§ **WHAT IS EXPECTED**
Provide a verbatim copy of the data below.

§ **EXERCISE MATERIAL**
[Start of section]
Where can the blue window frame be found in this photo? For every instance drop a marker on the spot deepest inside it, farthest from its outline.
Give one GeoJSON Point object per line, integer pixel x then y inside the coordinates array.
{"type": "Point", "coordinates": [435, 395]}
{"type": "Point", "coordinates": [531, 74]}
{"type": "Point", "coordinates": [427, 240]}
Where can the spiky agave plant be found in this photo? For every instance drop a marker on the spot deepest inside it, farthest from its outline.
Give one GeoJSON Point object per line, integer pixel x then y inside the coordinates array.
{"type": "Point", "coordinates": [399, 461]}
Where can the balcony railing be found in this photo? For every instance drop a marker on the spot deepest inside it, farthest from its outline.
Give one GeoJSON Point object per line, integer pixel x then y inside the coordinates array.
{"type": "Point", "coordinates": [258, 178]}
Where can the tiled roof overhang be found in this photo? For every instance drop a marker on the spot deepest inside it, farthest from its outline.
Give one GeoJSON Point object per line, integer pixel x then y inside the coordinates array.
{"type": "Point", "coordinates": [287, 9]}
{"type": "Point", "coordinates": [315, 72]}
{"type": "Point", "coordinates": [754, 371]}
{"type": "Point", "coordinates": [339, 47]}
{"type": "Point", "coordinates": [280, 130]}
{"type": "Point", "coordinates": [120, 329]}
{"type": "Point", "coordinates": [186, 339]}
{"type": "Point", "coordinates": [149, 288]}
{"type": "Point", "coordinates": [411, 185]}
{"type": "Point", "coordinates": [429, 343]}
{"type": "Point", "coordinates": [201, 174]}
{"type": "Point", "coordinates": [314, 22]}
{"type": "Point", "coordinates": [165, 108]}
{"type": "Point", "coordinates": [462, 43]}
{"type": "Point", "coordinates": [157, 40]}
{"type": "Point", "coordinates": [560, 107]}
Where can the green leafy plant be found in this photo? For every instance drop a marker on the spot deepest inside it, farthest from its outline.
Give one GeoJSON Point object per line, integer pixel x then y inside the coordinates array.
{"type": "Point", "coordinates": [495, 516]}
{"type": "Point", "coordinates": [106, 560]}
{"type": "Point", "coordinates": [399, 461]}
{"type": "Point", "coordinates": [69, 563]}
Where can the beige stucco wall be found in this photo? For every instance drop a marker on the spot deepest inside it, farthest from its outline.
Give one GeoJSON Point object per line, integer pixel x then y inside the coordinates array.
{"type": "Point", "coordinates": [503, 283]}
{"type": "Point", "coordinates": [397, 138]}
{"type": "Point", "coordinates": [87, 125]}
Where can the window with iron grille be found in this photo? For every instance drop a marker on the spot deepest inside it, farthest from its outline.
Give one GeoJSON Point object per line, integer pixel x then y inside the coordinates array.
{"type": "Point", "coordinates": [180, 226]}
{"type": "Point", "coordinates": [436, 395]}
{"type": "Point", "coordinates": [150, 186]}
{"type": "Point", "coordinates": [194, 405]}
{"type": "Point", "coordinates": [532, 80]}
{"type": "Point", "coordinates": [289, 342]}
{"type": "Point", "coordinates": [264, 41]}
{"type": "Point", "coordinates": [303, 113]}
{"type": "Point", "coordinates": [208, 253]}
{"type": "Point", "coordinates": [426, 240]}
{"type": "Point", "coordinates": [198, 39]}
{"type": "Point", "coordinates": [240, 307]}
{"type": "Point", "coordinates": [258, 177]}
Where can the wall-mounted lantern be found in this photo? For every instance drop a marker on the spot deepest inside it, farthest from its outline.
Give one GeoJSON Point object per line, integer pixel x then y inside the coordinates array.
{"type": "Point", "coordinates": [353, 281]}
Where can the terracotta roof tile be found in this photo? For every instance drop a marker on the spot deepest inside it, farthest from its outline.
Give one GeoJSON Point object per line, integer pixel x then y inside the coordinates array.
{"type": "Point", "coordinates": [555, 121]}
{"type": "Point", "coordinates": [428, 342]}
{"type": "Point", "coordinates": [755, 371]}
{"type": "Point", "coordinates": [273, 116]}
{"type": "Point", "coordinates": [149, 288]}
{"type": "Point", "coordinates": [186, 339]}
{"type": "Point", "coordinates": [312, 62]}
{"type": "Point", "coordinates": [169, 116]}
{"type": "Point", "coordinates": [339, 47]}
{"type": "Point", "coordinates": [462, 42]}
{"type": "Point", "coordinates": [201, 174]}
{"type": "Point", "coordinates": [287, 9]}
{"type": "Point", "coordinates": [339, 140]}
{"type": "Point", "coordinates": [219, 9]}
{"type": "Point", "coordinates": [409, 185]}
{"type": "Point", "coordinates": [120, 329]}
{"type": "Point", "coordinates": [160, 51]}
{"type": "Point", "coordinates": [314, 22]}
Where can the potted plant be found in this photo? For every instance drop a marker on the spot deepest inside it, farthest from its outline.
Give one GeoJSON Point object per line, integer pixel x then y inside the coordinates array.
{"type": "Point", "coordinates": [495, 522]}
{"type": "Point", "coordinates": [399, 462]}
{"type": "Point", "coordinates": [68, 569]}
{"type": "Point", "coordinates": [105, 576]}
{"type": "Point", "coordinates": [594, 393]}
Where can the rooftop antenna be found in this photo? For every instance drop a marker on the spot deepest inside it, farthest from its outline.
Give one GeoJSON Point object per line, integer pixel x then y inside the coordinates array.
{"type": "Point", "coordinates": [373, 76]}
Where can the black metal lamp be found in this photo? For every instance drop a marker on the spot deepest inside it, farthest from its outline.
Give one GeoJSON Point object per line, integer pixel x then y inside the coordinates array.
[End of section]
§ **RESULT BELOW**
Where can the blue window frame be found in this photo? For every instance drop a marker on the spot deepest inside it, farthest from its outline.
Give one GeoJSON Point object per line, integer pixel x then y inside the coordinates array.
{"type": "Point", "coordinates": [435, 395]}
{"type": "Point", "coordinates": [531, 74]}
{"type": "Point", "coordinates": [427, 240]}
Where can the spiky agave plant be found in this photo? For every instance drop a marker on the spot deepest inside it, farthest from its outline.
Give one GeoJSON Point object per line, integer pixel x then y inside the coordinates array.
{"type": "Point", "coordinates": [399, 461]}
Where can the balcony railing be found in this photo? For every instance drop a marker on the spot deepest inside it, farthest from its outline.
Give one GeoJSON Point object per line, integer pixel x then y inside the coordinates array.
{"type": "Point", "coordinates": [258, 178]}
Where can the tiled roof overhang be found in this photo? For every instance drop a marker on the spot deepest inside it, farthest from its outline.
Give one GeoJSON Point object per line, integer pixel x then y inside the coordinates array.
{"type": "Point", "coordinates": [287, 9]}
{"type": "Point", "coordinates": [315, 72]}
{"type": "Point", "coordinates": [754, 371]}
{"type": "Point", "coordinates": [339, 47]}
{"type": "Point", "coordinates": [280, 130]}
{"type": "Point", "coordinates": [120, 329]}
{"type": "Point", "coordinates": [186, 339]}
{"type": "Point", "coordinates": [149, 288]}
{"type": "Point", "coordinates": [411, 185]}
{"type": "Point", "coordinates": [429, 343]}
{"type": "Point", "coordinates": [201, 174]}
{"type": "Point", "coordinates": [314, 22]}
{"type": "Point", "coordinates": [165, 108]}
{"type": "Point", "coordinates": [462, 43]}
{"type": "Point", "coordinates": [157, 40]}
{"type": "Point", "coordinates": [560, 107]}
Where can the green leafy plant be found in this photo? For every instance drop a marker on the spot deepest inside it, farthest from its outline.
Give one GeoJSON Point object per line, integer pixel x then y inside the coordinates array.
{"type": "Point", "coordinates": [495, 516]}
{"type": "Point", "coordinates": [106, 560]}
{"type": "Point", "coordinates": [399, 461]}
{"type": "Point", "coordinates": [69, 563]}
Where can the beige stucco wall be found in this photo? For every instance drop a marker on the spot deepest inside it, farthest from its outline.
Give one GeoJSON Point object per line, integer pixel x then y inside the coordinates array.
{"type": "Point", "coordinates": [503, 283]}
{"type": "Point", "coordinates": [397, 138]}
{"type": "Point", "coordinates": [87, 125]}
Where can the window with iron grille be found in this photo? For every instance drop a marker on the spot deepest inside it, farthest from its outline.
Give one GeoJSON Point object per line, integer pixel x then y inside the coordinates array.
{"type": "Point", "coordinates": [180, 226]}
{"type": "Point", "coordinates": [436, 395]}
{"type": "Point", "coordinates": [150, 186]}
{"type": "Point", "coordinates": [194, 405]}
{"type": "Point", "coordinates": [532, 80]}
{"type": "Point", "coordinates": [289, 342]}
{"type": "Point", "coordinates": [264, 41]}
{"type": "Point", "coordinates": [303, 113]}
{"type": "Point", "coordinates": [208, 253]}
{"type": "Point", "coordinates": [426, 240]}
{"type": "Point", "coordinates": [198, 39]}
{"type": "Point", "coordinates": [240, 307]}
{"type": "Point", "coordinates": [258, 177]}
Where can the wall-mounted lantern be found in this photo? For every instance drop a marker on the spot deepest inside it, farthest from its outline.
Give one GeoJSON Point object per line, integer pixel x then y inside the coordinates array.
{"type": "Point", "coordinates": [353, 281]}
Where can the terracotta roof tile be found in this photo? For every instance drop a marker on the spot deepest inside it, farthest from its outline.
Give one GeoJSON Point object per line, integer pixel x then y inside the coordinates array.
{"type": "Point", "coordinates": [555, 121]}
{"type": "Point", "coordinates": [428, 342]}
{"type": "Point", "coordinates": [755, 371]}
{"type": "Point", "coordinates": [273, 116]}
{"type": "Point", "coordinates": [149, 288]}
{"type": "Point", "coordinates": [186, 339]}
{"type": "Point", "coordinates": [312, 62]}
{"type": "Point", "coordinates": [169, 116]}
{"type": "Point", "coordinates": [339, 47]}
{"type": "Point", "coordinates": [462, 42]}
{"type": "Point", "coordinates": [201, 174]}
{"type": "Point", "coordinates": [287, 9]}
{"type": "Point", "coordinates": [339, 140]}
{"type": "Point", "coordinates": [219, 9]}
{"type": "Point", "coordinates": [409, 185]}
{"type": "Point", "coordinates": [120, 329]}
{"type": "Point", "coordinates": [160, 51]}
{"type": "Point", "coordinates": [314, 22]}
Where can the potted plant be found in this photo? For every instance drop a marker on the spot deepest inside it, farthest from its outline.
Give one GeoJSON Point object per line, integer pixel x then y inside the coordinates array.
{"type": "Point", "coordinates": [495, 522]}
{"type": "Point", "coordinates": [399, 462]}
{"type": "Point", "coordinates": [68, 569]}
{"type": "Point", "coordinates": [105, 576]}
{"type": "Point", "coordinates": [594, 393]}
Where can the rooftop antenna be found in this photo? For every instance drop a marker on the spot deepest inside it, farthest from its outline.
Give one GeoJSON Point object per line, integer pixel x then y inside the coordinates array.
{"type": "Point", "coordinates": [373, 76]}
Where can the black metal lamp be found in this photo? For every instance drop a marker on the spot deepest inside it, farthest from its outline.
Give one GeoJSON Point object per line, integer pixel x then y inside the coordinates array.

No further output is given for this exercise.